» **REQUIRED TASK**:
Please render each line of the material below as a Markdown table with the columns Row, holding the row number, and Line, skipping blank lines. Leave the pictures out of your answer.

» **SUPPLIED DATA**:

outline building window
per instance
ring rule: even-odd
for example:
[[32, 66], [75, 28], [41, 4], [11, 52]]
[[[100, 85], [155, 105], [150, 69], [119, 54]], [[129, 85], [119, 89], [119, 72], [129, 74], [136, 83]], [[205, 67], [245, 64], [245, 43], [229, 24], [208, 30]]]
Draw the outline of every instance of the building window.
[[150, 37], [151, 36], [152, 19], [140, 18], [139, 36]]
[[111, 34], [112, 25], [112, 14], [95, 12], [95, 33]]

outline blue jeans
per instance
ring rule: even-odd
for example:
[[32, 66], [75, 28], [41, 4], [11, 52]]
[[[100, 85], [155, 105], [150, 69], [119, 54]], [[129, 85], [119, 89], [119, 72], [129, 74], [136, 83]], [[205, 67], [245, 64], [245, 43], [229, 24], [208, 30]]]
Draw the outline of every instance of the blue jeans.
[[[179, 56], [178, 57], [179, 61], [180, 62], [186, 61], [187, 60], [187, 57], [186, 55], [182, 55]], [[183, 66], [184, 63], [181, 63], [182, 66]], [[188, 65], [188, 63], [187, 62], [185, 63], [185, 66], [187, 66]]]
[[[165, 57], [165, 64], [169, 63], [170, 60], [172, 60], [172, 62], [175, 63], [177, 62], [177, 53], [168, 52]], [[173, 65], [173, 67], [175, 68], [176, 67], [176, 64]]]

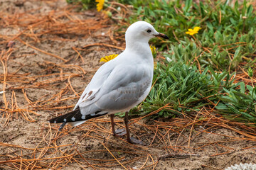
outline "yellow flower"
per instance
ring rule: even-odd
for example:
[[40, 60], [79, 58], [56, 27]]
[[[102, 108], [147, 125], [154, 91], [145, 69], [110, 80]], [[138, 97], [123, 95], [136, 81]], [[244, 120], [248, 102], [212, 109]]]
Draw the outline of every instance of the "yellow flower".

» **CORRECT RESPONSE**:
| Row | Line |
|---|---|
| 1 | outline building window |
| 2 | per instance |
| 3 | ring rule: even-odd |
| 4 | for example: |
| 5 | [[32, 66], [75, 28], [41, 4], [11, 52]] |
| 6 | [[[100, 85], [155, 105], [150, 69], [119, 54]], [[129, 85], [119, 89], [119, 72], [129, 74], [136, 83]], [[205, 67], [245, 64], [245, 43], [229, 24], [208, 30]]] |
| 7 | Draw the outline of every instance of the building window. |
| 8 | [[150, 37], [151, 36], [152, 19], [140, 18], [139, 36]] |
| 9 | [[111, 34], [112, 25], [112, 14], [95, 12], [95, 33]] |
| 10 | outline blue jeans |
| 11 | per instance |
| 12 | ring rule: even-odd |
| 13 | for example: |
| 14 | [[32, 66], [75, 28], [41, 4], [11, 52]] |
| 15 | [[[100, 85], [155, 105], [150, 69], [119, 54]], [[129, 85], [119, 89], [119, 72], [129, 74], [136, 83]], [[205, 67], [245, 64], [245, 43], [229, 24], [208, 30]]] |
| 16 | Draw the outline of every instance of the blue jeans. |
| 17 | [[[179, 56], [178, 57], [179, 61], [180, 62], [186, 61], [187, 60], [187, 57], [186, 55], [182, 55]], [[183, 66], [184, 63], [181, 63], [182, 66]], [[188, 65], [188, 63], [187, 62], [185, 63], [185, 66], [187, 66]]] |
| 18 | [[[165, 57], [165, 64], [169, 63], [170, 60], [172, 60], [172, 62], [175, 63], [177, 62], [177, 53], [168, 52]], [[173, 65], [173, 67], [175, 68], [176, 67], [176, 64]]] |
| 19 | outline "yellow flower" |
| 20 | per instance |
| 21 | ring rule: even-odd |
| 22 | for example: |
| 23 | [[40, 60], [79, 58], [56, 27]] |
| 24 | [[[102, 108], [147, 125], [154, 91], [145, 69], [110, 80]], [[138, 97], [123, 95], [136, 81]], [[244, 120], [248, 102], [212, 109]]] |
| 25 | Draw the outline of every instance of the "yellow flower". |